* [YOUR INSTRUCTIONS]: Rewrite every row below with "in this photo" replaced by "in this image" wherever it appears, keeping everything else the same. Leave the pictures out of your answer.

* [SUPPLIED DATA]:
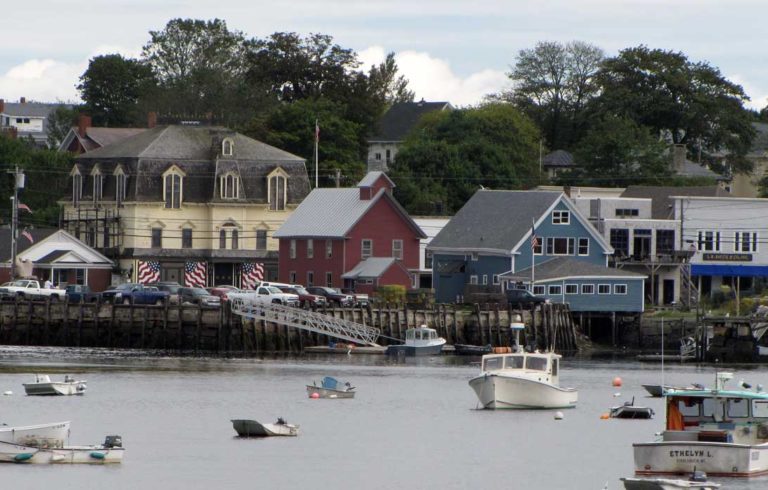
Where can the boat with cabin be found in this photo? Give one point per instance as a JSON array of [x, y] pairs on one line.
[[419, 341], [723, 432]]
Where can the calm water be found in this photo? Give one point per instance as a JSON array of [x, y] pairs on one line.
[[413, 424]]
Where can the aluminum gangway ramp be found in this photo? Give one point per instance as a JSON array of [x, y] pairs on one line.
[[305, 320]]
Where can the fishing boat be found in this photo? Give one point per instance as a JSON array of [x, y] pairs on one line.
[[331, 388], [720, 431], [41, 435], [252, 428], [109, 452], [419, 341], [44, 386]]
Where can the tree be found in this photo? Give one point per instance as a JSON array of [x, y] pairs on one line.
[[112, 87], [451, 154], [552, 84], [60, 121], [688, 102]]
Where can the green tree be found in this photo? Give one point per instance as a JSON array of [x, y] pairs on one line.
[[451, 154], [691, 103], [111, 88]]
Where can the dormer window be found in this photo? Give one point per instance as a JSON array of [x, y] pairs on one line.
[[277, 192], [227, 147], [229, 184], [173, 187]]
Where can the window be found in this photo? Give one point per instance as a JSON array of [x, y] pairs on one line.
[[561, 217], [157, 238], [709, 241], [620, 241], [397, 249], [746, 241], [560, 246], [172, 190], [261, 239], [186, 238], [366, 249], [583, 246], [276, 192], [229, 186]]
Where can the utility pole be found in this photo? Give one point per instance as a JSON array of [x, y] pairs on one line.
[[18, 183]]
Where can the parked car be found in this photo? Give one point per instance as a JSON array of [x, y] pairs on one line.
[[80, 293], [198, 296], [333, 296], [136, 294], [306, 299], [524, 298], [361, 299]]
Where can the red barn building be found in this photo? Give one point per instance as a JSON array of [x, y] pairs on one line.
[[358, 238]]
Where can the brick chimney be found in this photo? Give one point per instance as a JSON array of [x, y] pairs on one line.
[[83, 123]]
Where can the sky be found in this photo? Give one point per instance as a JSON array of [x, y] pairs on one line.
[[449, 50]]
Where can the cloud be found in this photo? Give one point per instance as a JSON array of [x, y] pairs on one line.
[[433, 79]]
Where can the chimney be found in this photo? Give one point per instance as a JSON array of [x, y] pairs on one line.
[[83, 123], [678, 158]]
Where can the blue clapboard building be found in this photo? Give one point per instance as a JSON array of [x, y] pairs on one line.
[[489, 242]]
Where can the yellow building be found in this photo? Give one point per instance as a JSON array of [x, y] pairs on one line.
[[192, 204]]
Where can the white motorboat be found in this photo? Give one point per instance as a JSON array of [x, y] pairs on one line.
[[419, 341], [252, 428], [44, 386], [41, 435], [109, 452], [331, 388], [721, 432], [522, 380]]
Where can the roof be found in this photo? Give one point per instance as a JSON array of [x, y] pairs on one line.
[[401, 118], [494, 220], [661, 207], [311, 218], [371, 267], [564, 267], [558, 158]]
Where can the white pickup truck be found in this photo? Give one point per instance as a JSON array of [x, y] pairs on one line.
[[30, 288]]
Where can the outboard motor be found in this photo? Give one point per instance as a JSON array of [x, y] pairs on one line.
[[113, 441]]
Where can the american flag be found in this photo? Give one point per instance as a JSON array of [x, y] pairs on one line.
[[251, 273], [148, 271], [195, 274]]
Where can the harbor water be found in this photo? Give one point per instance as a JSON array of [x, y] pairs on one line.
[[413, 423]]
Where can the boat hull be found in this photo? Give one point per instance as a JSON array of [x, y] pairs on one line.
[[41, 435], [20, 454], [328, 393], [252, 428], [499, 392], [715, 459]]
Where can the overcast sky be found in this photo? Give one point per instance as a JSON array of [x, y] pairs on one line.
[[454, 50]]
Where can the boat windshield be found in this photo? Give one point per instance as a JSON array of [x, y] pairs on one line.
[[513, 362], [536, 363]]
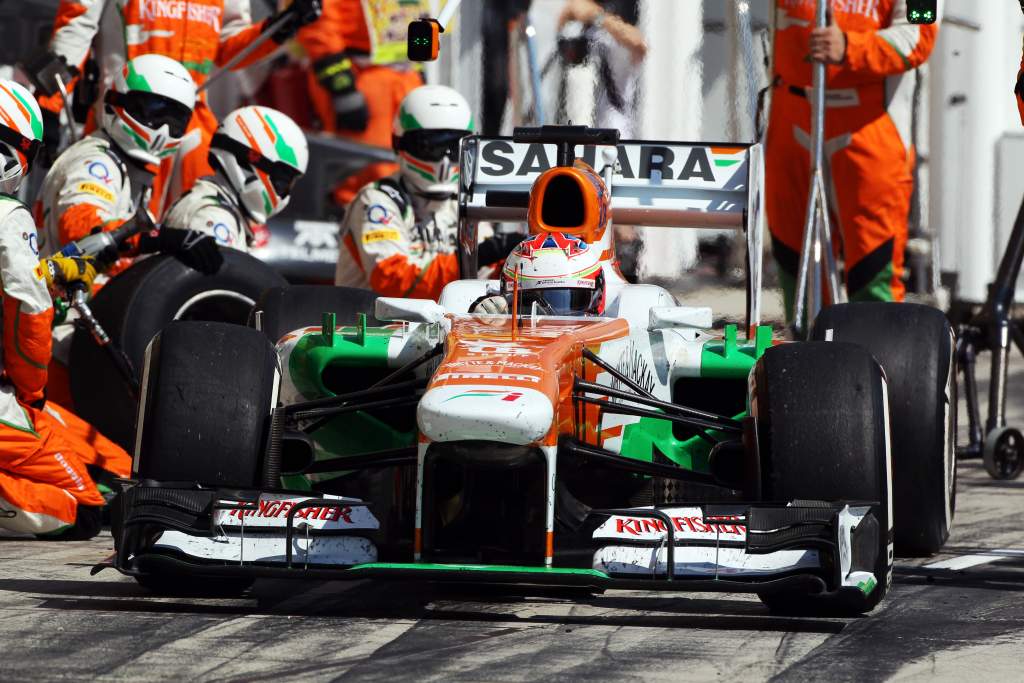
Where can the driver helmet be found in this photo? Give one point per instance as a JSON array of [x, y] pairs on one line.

* [PROBLEM SOLUTION]:
Where can the boat with cabin be found in this image? Give one point per instance as a JSON array of [x, y] pairs on one line.
[[419, 341], [723, 432]]
Where can the calm water be found in this image? Give one point per instance as a JSON array of [x, y] pairs on one line.
[[413, 424]]
Where can the aluminum gangway ramp be found in this image? Give one point per instance as a JSON array of [x, y] pairs on one line.
[[305, 320]]
Where can the fishing boat be found in this image? Give one point per instance as a JSON array of [x, y] pairs on one line.
[[331, 388], [720, 431], [41, 435], [252, 428], [109, 452], [419, 341], [44, 386]]
Where can the tree be found in this image? Give one point per instance as a JSON array of [x, y] pairs on one line.
[[112, 87], [451, 154], [552, 84], [60, 121], [688, 102]]
Where can the green tree be found in this image? Give one point per instance as a JSON array of [x, y] pairs on one line.
[[451, 154], [691, 103], [111, 88]]
Where can the dormer window be found in this image? Give one point per instance as a JSON array of [x, y] pairs on one line.
[[277, 192], [227, 147], [229, 184], [173, 187]]
Where can the window be found in this image? Give one point per instance as a JSON array of [x, y] pairs on one line.
[[561, 217], [157, 238], [709, 241], [620, 241], [397, 249], [746, 241], [560, 246], [172, 190], [261, 239], [186, 238], [366, 249], [583, 246], [276, 192], [229, 186]]
Where can the utility pole be found in this image? Give one point per instance as a JSON array of [x, y] pairs on one line.
[[18, 183]]
Where can the parked car be found in this image? Give one point per instance as a JSON array of [x, y] pairs on one line.
[[80, 293], [198, 296], [333, 296], [136, 294], [306, 299], [524, 298], [361, 299]]
Where can the red barn building be found in this image? Give one point per instance as a JSON array of [x, y] pairs on one line.
[[358, 238]]
Where can the brick chimney be found in this image? Give one point per instance as a JSON array of [x, y] pairs on one line.
[[83, 123]]
Where can the sky be found in this image? Give one point per instance as a JSON array of [x, y] pairs on one line.
[[449, 50]]
Where can the cloud be found in this image? Give one point per instance as a JSON array of [x, y] pairs on one line.
[[433, 79]]
Where can the chimney be found in this image? Give one point per instance as a JSON array of [x, y] pairs on one line.
[[83, 123], [678, 158]]
Where can the blue clapboard building be found in this image? Give one point per instance as a JSON array of [x, y] pairs on one line.
[[489, 242]]
Where can the yellow building be found in this image? Give one point per instance as a JSON array of [x, y] pairs on one line.
[[192, 204]]
Where can the white motorboat be found in this image? Give one point per instance as a JSON array of [x, y] pairs on one line.
[[419, 341], [252, 428], [44, 386], [41, 435], [109, 452], [331, 388], [721, 432], [522, 380]]
Where can the roof be found in this image? Give one point per instance as a JSON array of [x, y] pairs on one line.
[[401, 118], [494, 220], [661, 207], [311, 218], [371, 267], [564, 267], [558, 158]]
Where can the white pickup truck be found in this image? Give one point per instance as a JSON array of [x, y] pairs on one line.
[[30, 288]]
Where can the outboard motor be found in this image? Give one point per instance as a JSON array of [x, y] pairs on one line.
[[113, 441]]
Where can the american flag be found in this image? Give one point per instance as a JSON array of [x, y] pairs on one line.
[[251, 273], [148, 271], [195, 274]]
Where can the harbor water be found in this image? Give one point per instance as a JSON array of [x, y] pairs on one line.
[[413, 423]]
Where can the boat hull be found in this image? Give one point per instance as a JSON array of [x, y] pairs on one line.
[[41, 435], [20, 454], [328, 393], [252, 428], [499, 392], [715, 459]]
Where can the overcast sky be found in this image? Give one point per instance as a JSON array of [x, y] pairs on one line.
[[454, 50]]
Where can the boat windshield be found in this image? Give one point per instance as a JSON array of [x, y] pairs on one line.
[[513, 362], [536, 363]]
Where can the driver helmet be found in this image? Give one point per instance as a JSON array of [x, y] pairs on one line.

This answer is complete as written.